| Problem statement |
Could you repeat all of the material below word for word, leaving out the pictures?

* BEGIN Entries *

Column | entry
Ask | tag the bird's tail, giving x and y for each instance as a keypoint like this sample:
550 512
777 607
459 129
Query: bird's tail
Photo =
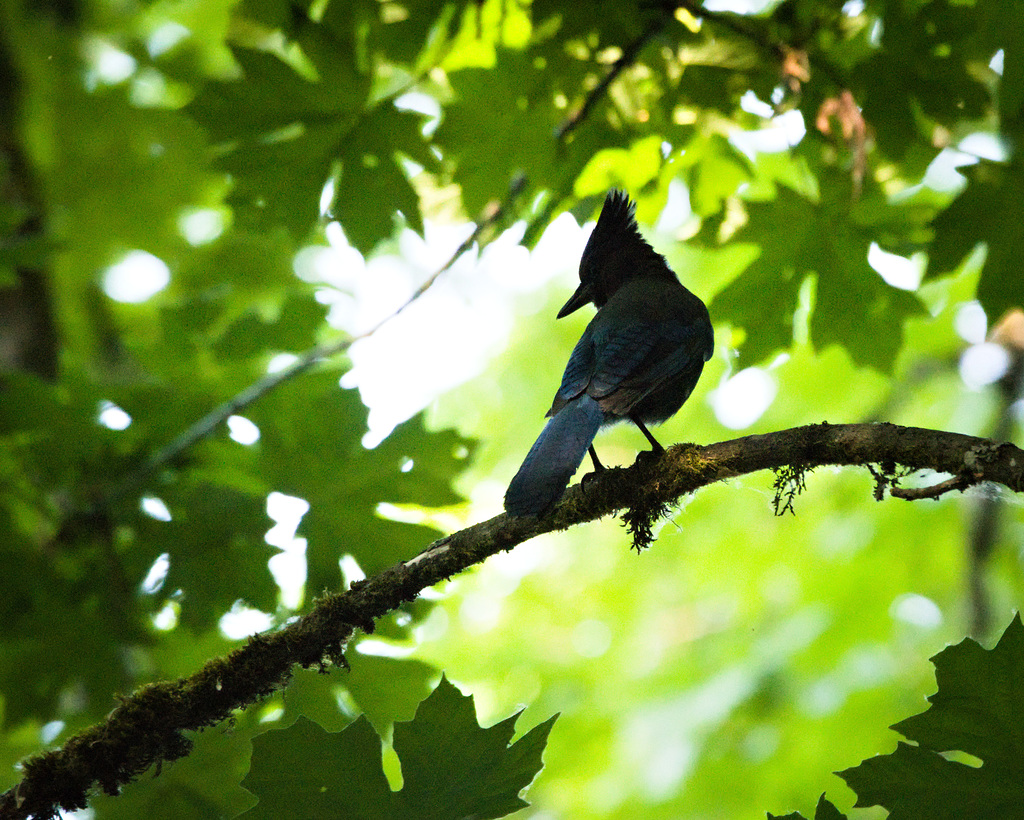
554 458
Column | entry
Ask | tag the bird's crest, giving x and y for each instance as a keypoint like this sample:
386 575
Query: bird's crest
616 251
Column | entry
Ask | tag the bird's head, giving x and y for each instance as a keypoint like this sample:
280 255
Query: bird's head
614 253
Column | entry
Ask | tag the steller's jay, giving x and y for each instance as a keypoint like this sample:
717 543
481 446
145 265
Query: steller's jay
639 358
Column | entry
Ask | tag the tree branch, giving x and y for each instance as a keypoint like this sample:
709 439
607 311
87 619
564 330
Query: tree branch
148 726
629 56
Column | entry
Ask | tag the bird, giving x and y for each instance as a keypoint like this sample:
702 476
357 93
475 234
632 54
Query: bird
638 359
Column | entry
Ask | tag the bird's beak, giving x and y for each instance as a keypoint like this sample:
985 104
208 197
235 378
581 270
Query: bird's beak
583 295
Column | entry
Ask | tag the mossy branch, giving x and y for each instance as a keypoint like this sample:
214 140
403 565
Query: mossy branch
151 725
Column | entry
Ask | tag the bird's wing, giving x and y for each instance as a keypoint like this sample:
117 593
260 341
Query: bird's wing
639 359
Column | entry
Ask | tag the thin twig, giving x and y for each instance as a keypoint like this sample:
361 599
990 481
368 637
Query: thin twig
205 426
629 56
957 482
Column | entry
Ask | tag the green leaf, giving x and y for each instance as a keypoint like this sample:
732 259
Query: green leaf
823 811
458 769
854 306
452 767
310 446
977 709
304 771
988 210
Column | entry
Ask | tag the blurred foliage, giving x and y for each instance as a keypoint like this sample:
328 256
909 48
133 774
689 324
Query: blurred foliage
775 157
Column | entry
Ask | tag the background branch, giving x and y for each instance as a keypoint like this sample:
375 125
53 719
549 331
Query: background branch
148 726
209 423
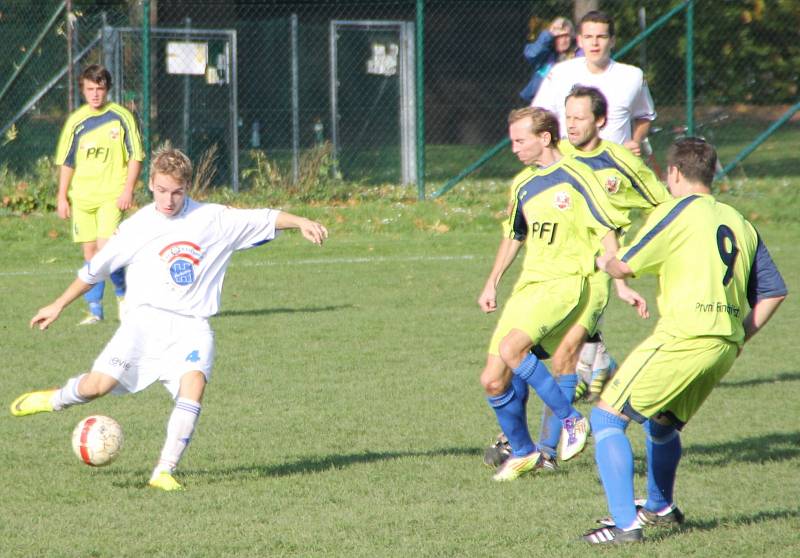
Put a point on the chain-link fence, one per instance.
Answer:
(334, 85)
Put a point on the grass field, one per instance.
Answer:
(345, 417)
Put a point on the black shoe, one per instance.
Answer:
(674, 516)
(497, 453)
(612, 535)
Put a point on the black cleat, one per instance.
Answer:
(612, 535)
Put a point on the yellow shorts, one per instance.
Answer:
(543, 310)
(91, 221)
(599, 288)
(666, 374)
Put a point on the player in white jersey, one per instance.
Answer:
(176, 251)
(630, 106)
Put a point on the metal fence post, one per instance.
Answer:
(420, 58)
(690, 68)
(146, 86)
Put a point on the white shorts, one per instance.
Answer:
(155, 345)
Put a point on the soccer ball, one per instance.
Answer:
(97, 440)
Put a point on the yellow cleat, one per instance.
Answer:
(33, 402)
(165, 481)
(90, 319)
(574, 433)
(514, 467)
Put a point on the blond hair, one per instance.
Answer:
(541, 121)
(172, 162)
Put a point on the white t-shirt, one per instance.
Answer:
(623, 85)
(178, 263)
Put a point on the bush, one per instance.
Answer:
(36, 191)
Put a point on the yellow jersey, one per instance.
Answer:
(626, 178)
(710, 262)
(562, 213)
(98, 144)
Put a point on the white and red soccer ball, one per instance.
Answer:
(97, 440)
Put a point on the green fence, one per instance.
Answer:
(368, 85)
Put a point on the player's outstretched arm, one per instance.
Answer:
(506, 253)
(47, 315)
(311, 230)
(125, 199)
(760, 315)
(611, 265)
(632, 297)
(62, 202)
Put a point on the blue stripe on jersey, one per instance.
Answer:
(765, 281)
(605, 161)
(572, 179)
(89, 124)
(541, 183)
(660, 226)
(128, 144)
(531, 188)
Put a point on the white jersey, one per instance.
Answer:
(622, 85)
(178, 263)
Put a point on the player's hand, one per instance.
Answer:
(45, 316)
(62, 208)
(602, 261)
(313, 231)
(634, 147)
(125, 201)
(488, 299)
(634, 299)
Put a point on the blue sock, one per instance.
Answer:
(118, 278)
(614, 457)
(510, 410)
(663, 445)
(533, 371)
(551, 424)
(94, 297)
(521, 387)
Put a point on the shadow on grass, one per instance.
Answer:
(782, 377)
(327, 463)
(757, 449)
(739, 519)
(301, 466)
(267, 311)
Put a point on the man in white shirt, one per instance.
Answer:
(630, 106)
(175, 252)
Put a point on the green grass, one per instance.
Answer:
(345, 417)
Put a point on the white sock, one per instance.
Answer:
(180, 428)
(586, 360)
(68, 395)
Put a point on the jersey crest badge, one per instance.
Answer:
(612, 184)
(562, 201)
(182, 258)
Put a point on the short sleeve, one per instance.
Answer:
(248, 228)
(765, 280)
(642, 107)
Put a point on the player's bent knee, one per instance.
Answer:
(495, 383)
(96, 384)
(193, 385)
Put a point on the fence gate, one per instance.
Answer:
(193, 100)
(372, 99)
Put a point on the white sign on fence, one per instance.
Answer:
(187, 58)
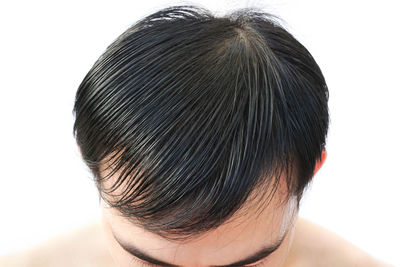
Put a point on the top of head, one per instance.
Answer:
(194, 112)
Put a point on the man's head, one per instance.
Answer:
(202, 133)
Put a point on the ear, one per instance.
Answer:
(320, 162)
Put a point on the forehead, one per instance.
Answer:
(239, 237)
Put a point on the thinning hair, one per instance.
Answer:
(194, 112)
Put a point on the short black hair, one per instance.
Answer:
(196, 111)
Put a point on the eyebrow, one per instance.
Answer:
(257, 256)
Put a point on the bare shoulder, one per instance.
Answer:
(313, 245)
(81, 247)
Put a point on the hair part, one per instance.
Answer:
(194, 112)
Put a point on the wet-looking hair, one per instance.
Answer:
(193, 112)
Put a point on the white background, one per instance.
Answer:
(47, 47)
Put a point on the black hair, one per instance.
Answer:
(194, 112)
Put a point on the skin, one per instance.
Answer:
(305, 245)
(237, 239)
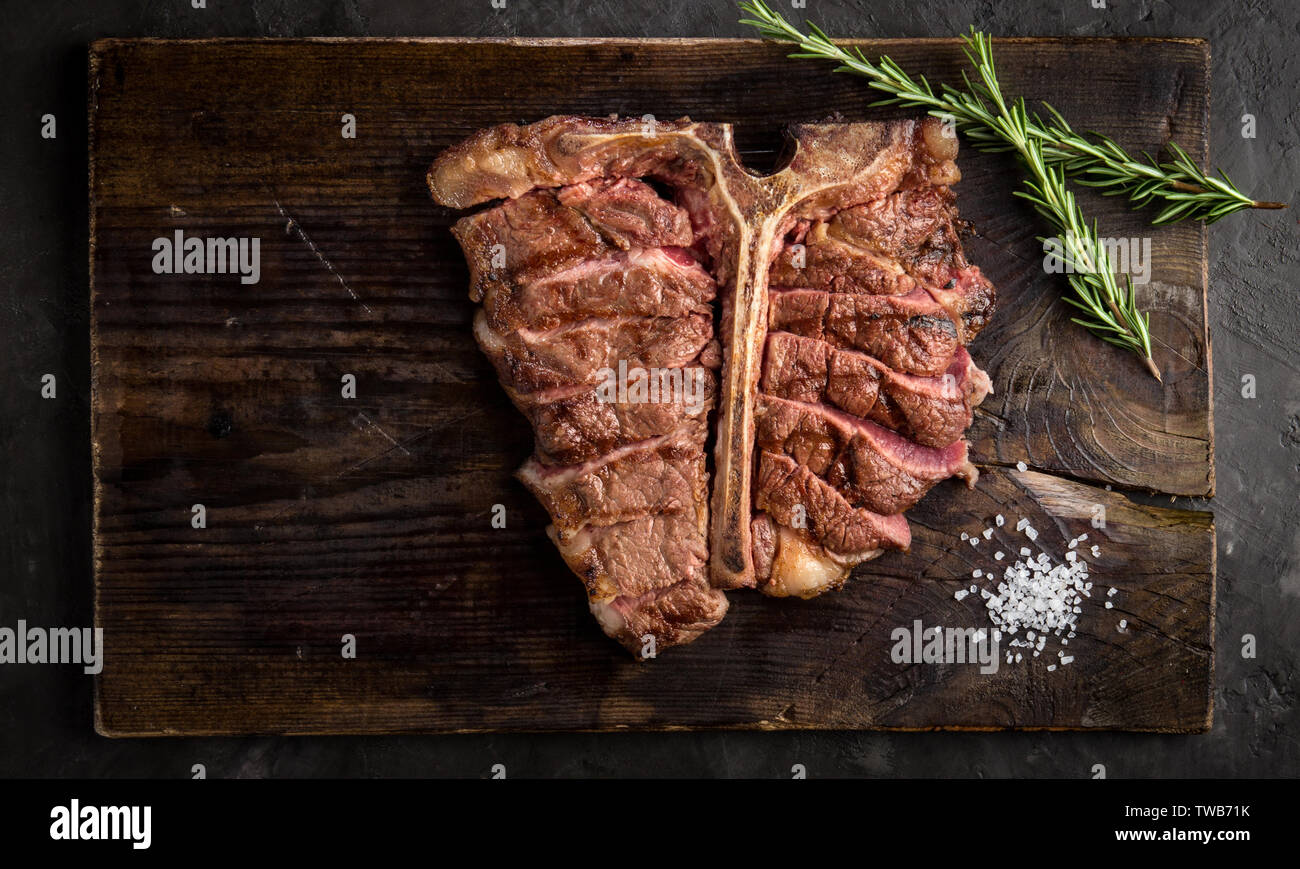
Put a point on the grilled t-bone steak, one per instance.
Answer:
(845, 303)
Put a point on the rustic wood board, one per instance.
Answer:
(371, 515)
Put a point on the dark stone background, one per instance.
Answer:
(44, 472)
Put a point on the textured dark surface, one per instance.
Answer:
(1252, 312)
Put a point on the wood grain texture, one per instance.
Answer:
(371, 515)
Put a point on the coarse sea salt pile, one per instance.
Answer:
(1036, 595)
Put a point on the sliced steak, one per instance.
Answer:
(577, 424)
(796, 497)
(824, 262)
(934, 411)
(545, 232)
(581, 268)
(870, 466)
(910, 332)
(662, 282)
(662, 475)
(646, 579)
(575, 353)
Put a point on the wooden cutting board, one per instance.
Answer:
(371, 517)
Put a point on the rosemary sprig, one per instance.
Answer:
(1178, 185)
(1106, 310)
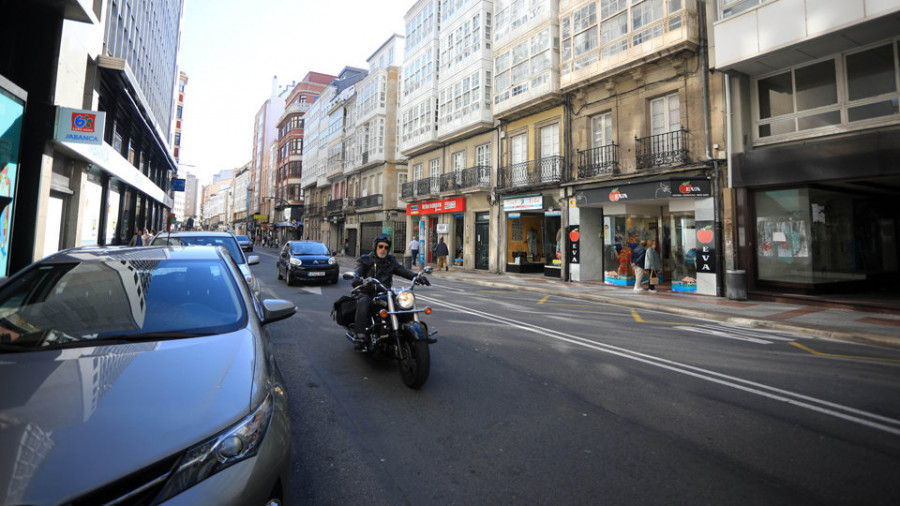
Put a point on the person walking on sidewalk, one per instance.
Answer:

* END Entries *

| Exercise output |
Column | entry
Ask | tag the bird's tail, giving x and y for each instance as a keypoint like this sample:
550 512
777 607
459 129
Query: bird's tail
Photo =
554 458
Column | entry
Ask | tag the bird's crest, giving x and y for each instance as a keypoint like this sample:
386 575
Query: bird's crest
616 251
Column | entry
Ask | tag the bird's head, giving x and y for each instance as a keypoint like this sample:
280 255
Query: bird's head
614 253
Column | entry
Ask | tag the steller's jay, giving x and y for each instance as a keypoint like this sample:
717 543
481 446
145 265
Query: steller's jay
639 358
Column | entry
Ask | tag the tree branch, giving x and y for each instance as a keypoint like this sample:
709 439
607 311
87 619
564 330
Query: tree branch
148 726
629 56
Column | entry
Ask | tag the bird, giving x and y for each instance as a keypoint like this sample:
702 476
357 93
475 234
632 54
Query: bird
638 359
Column | entry
Ask | tag the bird's beak, giving x and y for each instance as a keypoint like this sample:
985 104
208 197
235 378
581 270
Query: bird's beak
583 295
Column | entry
Ask | tag the mossy branch, giving x and y for each instance as a keypoint like this sample:
214 140
403 565
Query: mossy branch
151 725
Column | entry
Ask | tag the bird's wing, giving x and y for each instance as a keypoint like this sample:
117 593
260 341
Query: bird's wing
639 359
Column | entry
Ask | tag the thin twig, giving x and y for each instance as a keypoint like this sample:
361 599
990 481
368 637
Query: thin twig
205 426
629 56
957 482
Column | entry
Ask | tag the green leaf, giving x and y for each instance as a keypoint like this sample:
732 259
Query: green leaf
823 811
458 769
854 306
452 767
310 446
977 709
304 771
988 210
Column | entry
Ask | tag the blurred foliage, giving x and y for each instance as a keypoint like this sample:
328 256
909 48
133 774
689 324
Query: blurred foliage
775 157
Column | entry
Ask | tag the background branch, giving x and y for each instance as a keypoint like this sample:
375 125
53 719
549 331
Query: background branch
148 726
209 423
Put a point on the chain-link fence, one per instance.
Answer:
(334, 85)
Put a point on the grass field, one per instance.
Answer:
(345, 417)
Put a point on the black shoe, one per instance.
Answer:
(674, 516)
(497, 453)
(612, 535)
Put a point on the black cleat, one per instance.
Answer:
(612, 535)
Put a point on the yellow shorts, one per instance.
Answer:
(543, 310)
(91, 221)
(599, 288)
(666, 374)
Put a point on the player in white jersey, one per instance.
Answer:
(176, 251)
(630, 106)
Put a point on the metal fence post, one per instance.
Answer:
(420, 58)
(690, 68)
(146, 86)
Put a point on the white shorts, one per instance.
Answer:
(155, 345)
Put a point on the soccer ball, one per instance.
Answer:
(97, 440)
Put a point on the yellow cleat, one per instance.
Answer:
(33, 402)
(165, 481)
(90, 319)
(574, 433)
(514, 467)
Put a point on the blond hair, one per instance.
Answer:
(541, 121)
(172, 162)
Put a point on the white t-shirt, one per instance.
Answer:
(623, 85)
(178, 263)
Put a point on the bush, one per instance.
Answer:
(36, 191)
Put a point on the yellow jersey, one per instance.
Answer:
(626, 178)
(710, 262)
(562, 213)
(98, 144)
Put a point on the white and red soccer ball, one per instance.
Answer:
(97, 440)
Put a point on the green fence, one per instance.
Answer:
(368, 85)
Put a point on the player's outstretched arm, one per instance.
Answer:
(506, 253)
(47, 315)
(311, 230)
(125, 199)
(760, 315)
(611, 265)
(632, 297)
(62, 202)
Put a point on the blue stripe on jersey, one per instance.
Answer:
(765, 281)
(605, 161)
(572, 179)
(89, 124)
(541, 183)
(660, 226)
(128, 144)
(531, 188)
Put a point on the white jersey, one per instance.
Answer:
(622, 85)
(178, 263)
Put a point on the player's hand, one per instance.
Answer:
(45, 316)
(62, 208)
(602, 261)
(313, 231)
(634, 147)
(125, 201)
(488, 299)
(634, 299)
Put a point on the blue sock, one per instance.
Answer:
(118, 278)
(614, 457)
(510, 410)
(663, 445)
(533, 371)
(551, 424)
(94, 297)
(521, 387)
Put a point on the shadow on grass, one per instance.
Answer:
(782, 377)
(327, 463)
(757, 449)
(739, 519)
(301, 466)
(267, 311)
Put a point on the man in white shirt, one per instance.
Answer:
(630, 106)
(175, 252)
Put a point on the green grass, one per instance.
Answer:
(345, 417)
Put a point on the white sock, one per instance.
Answer:
(180, 428)
(586, 360)
(68, 395)
Put a point on the jersey crest badge, one per instance.
Answer:
(612, 184)
(562, 201)
(182, 258)
Put a point on the short sleeve, one per instance.
Answer:
(248, 228)
(765, 280)
(642, 107)
Put a point on the player's bent knee, one per instance.
Answer:
(495, 383)
(96, 384)
(193, 385)
Put a point on the fence gate, one per instance.
Answer:
(193, 100)
(372, 99)
Put a point on the white sign on fence, one per instance.
Answer:
(187, 58)
Put a point on the top of head, one per instance.
Answer:
(194, 112)
Put a point on the man's head, one per instance.
Answer:
(202, 133)
Put a point on the ear, one per instance.
Answer:
(320, 162)
Put a point on the forehead, one per instance.
Answer:
(239, 237)
Put a point on the thinning hair, one per instance.
Answer:
(194, 112)
Put a point on the short black hair, one per instance.
Answer:
(196, 111)
Put a point on the eyebrow, one per instance.
Answer:
(257, 256)
Put a point on the bare shoulder, one per instance.
Answer:
(313, 245)
(81, 247)
Put a point on the hair part, one per instance.
Answer:
(194, 112)
Put a point on the wet-looking hair, one per instance.
Answer:
(193, 112)
Put a point on the white background, one per instance.
Answer:
(47, 47)
Put a point on the black hair, one per instance.
Answer:
(194, 112)
Put a point on the skin, one per instance.
Answer:
(305, 245)
(237, 239)
Put a point on the grilled t-bone steak, one per instance.
Answer:
(845, 303)
Put a point on the rustic wood board, one per instance.
Answer:
(371, 515)
Put a point on the dark stone background, one per instance.
Answer:
(44, 472)
Put a point on the textured dark surface, one per instance.
Answer:
(1252, 312)
Put a point on the wood grain texture, one per instance.
Answer:
(371, 515)
Put a point on the coarse sea salt pile, one per instance.
Answer:
(1036, 595)
Put a point on the sliced steak, one per instance.
Answer:
(577, 424)
(796, 497)
(824, 262)
(934, 411)
(545, 232)
(581, 268)
(870, 466)
(910, 332)
(662, 282)
(662, 475)
(646, 579)
(575, 353)
Put a point on the wooden cutting board, one per instance.
Answer:
(371, 517)
Put a point on the rosemary sprig, one per instance.
Answer:
(1178, 185)
(1106, 310)
Put a point on the person walking on sidewalk, one per instance.
Answer:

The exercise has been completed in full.